Exercise inputs
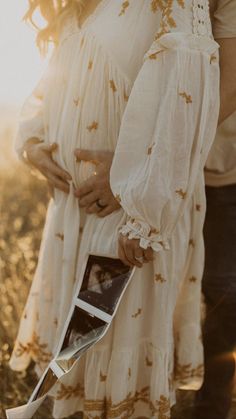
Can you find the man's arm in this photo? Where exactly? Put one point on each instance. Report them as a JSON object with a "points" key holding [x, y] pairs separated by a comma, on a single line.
{"points": [[228, 77]]}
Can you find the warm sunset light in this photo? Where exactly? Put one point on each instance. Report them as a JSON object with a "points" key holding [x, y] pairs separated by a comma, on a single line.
{"points": [[21, 64]]}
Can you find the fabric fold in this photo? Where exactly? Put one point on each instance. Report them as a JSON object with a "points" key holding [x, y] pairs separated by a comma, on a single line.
{"points": [[162, 142]]}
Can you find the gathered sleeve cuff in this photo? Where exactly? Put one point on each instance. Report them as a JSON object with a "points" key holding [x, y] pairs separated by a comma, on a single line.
{"points": [[167, 130]]}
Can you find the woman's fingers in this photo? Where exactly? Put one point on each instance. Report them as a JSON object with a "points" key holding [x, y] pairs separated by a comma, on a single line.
{"points": [[148, 255], [58, 183], [93, 209], [129, 249], [53, 167], [89, 199], [133, 253], [106, 211], [122, 256], [49, 147]]}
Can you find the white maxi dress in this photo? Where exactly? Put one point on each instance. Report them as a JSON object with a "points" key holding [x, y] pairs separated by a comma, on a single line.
{"points": [[140, 78]]}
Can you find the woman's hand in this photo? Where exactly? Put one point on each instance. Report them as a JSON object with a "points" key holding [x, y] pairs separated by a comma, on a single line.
{"points": [[132, 254], [39, 156], [95, 195]]}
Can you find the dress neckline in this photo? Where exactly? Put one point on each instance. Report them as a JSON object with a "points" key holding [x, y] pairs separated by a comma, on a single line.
{"points": [[92, 16]]}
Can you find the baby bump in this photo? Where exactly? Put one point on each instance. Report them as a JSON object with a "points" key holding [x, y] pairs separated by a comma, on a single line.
{"points": [[90, 129]]}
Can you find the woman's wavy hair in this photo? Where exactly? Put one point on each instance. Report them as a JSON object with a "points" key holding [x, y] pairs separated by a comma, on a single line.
{"points": [[54, 13]]}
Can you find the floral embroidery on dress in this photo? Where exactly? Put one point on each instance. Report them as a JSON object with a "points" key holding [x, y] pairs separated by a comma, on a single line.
{"points": [[148, 362], [213, 58], [193, 279], [125, 5], [188, 98], [37, 350], [149, 152], [102, 377], [113, 86], [67, 392], [93, 126], [77, 101], [118, 198], [135, 315], [60, 236], [159, 278], [167, 21], [191, 243], [181, 193], [163, 408], [90, 65], [126, 97], [126, 408]]}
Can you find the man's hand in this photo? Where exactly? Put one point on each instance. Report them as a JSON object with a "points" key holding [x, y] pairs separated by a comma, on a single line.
{"points": [[132, 254], [95, 195], [39, 156]]}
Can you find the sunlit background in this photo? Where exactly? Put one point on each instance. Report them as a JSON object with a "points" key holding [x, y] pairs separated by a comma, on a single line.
{"points": [[23, 198], [21, 64]]}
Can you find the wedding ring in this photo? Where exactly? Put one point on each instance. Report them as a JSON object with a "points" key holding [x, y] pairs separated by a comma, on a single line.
{"points": [[99, 205], [139, 259]]}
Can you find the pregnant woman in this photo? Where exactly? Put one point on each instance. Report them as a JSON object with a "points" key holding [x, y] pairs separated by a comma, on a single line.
{"points": [[139, 79]]}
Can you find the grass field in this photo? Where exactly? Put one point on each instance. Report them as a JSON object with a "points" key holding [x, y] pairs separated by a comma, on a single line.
{"points": [[23, 204]]}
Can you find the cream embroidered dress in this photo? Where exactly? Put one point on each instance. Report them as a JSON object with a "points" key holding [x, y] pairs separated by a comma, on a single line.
{"points": [[139, 77]]}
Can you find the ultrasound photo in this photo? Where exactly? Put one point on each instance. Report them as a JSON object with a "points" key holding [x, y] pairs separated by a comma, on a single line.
{"points": [[47, 384], [103, 283], [83, 331]]}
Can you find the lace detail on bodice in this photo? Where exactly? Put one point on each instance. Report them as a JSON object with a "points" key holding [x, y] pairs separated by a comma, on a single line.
{"points": [[201, 18]]}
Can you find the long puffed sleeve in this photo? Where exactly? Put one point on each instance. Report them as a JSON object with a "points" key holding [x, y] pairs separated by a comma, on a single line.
{"points": [[168, 126], [32, 123]]}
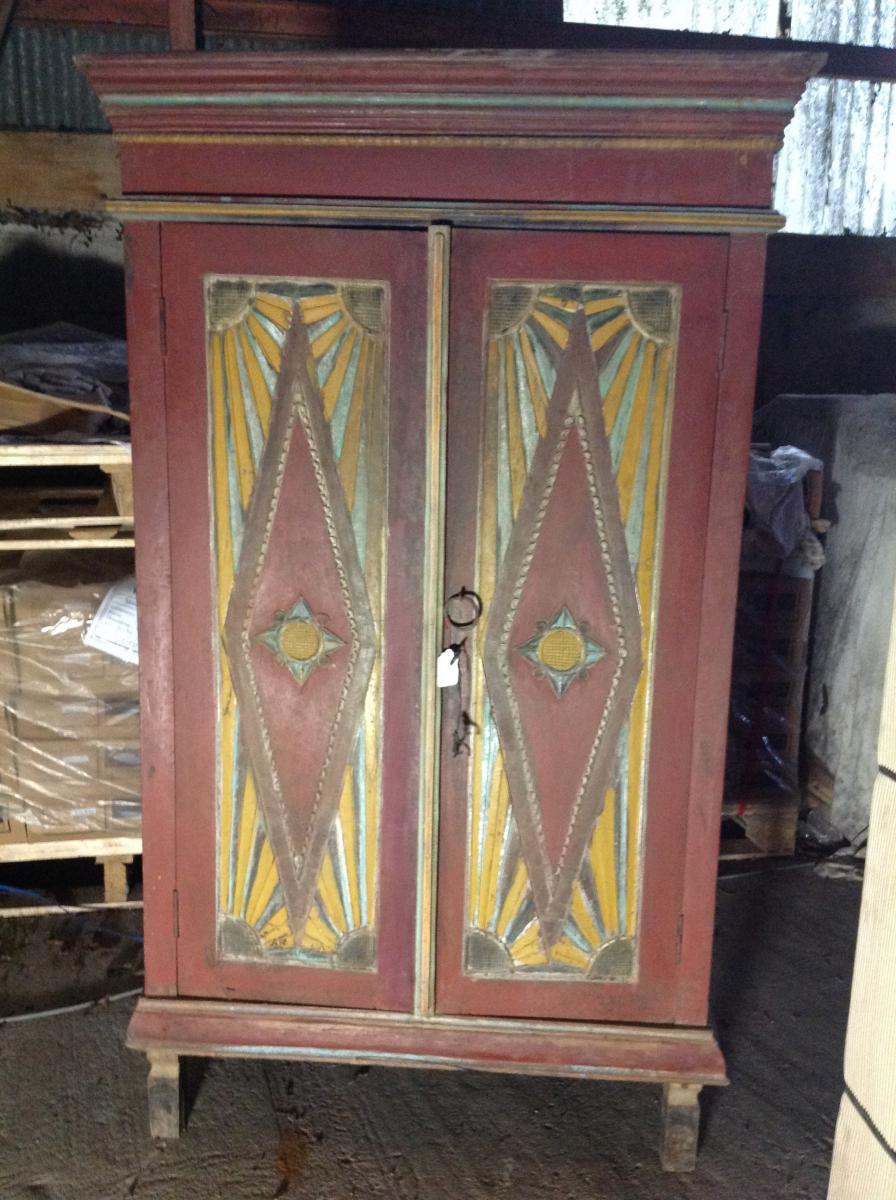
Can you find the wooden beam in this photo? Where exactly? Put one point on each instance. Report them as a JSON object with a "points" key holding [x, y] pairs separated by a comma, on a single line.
{"points": [[408, 24], [60, 172], [182, 24]]}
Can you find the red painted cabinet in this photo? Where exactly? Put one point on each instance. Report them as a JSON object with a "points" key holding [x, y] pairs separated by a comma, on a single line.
{"points": [[436, 361]]}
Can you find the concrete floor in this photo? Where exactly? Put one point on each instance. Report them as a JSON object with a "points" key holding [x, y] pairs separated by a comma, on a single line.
{"points": [[73, 1117]]}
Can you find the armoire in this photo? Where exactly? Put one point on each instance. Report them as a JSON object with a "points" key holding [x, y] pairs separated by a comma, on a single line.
{"points": [[439, 352]]}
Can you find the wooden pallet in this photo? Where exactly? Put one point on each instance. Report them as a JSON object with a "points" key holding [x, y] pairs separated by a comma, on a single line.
{"points": [[769, 828], [113, 852], [44, 515]]}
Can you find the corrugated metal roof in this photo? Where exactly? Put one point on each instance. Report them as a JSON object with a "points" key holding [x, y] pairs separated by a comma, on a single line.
{"points": [[42, 89], [743, 17], [40, 85], [836, 173], [837, 169]]}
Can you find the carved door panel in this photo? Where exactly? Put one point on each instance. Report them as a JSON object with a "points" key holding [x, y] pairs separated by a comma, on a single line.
{"points": [[583, 375], [295, 373]]}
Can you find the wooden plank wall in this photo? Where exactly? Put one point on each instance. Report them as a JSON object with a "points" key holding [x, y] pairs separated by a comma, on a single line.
{"points": [[59, 172], [865, 1147]]}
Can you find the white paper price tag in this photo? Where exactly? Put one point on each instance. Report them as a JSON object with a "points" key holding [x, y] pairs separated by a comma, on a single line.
{"points": [[448, 669], [114, 628]]}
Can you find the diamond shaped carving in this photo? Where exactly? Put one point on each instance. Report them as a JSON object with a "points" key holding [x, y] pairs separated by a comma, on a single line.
{"points": [[300, 641], [299, 741], [566, 556], [561, 651]]}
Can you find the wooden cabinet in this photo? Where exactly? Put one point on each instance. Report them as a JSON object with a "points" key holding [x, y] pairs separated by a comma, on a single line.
{"points": [[440, 349]]}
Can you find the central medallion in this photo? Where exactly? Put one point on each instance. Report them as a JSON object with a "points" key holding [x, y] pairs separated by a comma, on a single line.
{"points": [[561, 651], [300, 641]]}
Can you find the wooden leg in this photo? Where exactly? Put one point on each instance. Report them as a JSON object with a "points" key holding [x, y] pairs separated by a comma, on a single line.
{"points": [[680, 1126], [164, 1095], [115, 877]]}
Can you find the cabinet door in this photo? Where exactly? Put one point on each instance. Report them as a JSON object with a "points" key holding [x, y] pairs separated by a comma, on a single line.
{"points": [[295, 375], [582, 396]]}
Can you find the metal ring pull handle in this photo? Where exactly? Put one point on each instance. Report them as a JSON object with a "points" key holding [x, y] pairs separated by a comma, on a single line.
{"points": [[463, 597]]}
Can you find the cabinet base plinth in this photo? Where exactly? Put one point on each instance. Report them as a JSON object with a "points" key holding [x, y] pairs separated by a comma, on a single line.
{"points": [[683, 1060]]}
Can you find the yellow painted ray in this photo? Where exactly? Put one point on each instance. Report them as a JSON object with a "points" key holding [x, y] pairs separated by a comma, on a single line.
{"points": [[352, 438], [584, 919], [349, 840], [332, 384], [494, 839], [617, 389], [246, 837], [227, 775], [276, 309], [528, 949], [372, 767], [265, 881], [323, 342], [637, 430], [266, 345], [222, 479], [257, 382], [651, 487], [497, 784], [513, 898], [554, 301], [277, 931], [567, 953], [516, 453], [537, 395], [330, 894], [603, 863], [319, 307], [318, 935], [607, 331], [635, 767], [242, 449], [558, 333], [605, 305]]}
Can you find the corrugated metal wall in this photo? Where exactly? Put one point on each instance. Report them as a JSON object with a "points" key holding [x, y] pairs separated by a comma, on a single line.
{"points": [[837, 171]]}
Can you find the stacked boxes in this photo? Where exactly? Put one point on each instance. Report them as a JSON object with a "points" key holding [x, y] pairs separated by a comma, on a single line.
{"points": [[70, 737]]}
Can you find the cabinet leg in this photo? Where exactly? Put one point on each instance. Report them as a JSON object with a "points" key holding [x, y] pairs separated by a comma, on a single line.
{"points": [[680, 1126], [164, 1095]]}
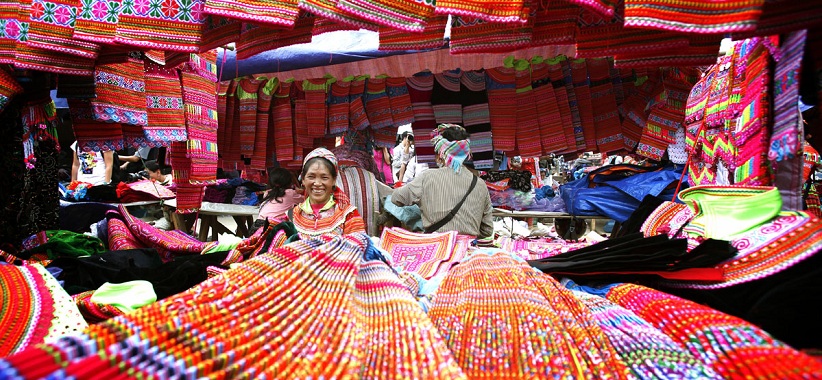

Written instruction
Rewrite the stretch from the line containing "Can you find the stacked" through the end of the records, with the requests included and the pictures left out. In the answers, scale every point coordinate by 0.55 and round to whole numbers, with halves rounding up, but leave the numbers in the requests and their format samples unchanged.

Expected answer
Can you find the stacked boxes in this photo? Where exactly? Put one point on each instance. Report them as a JSON object with a "points" key holding [x, y] pairs separated by a comma, on a single line.
{"points": [[39, 405]]}
Can you find the cabinet leg in this photo? Where exactly? Put one point on each instance. Report them as a JSON object with a "points" key holding [x, y] pairs separated by a comma, on a single line.
{"points": [[374, 619], [90, 602]]}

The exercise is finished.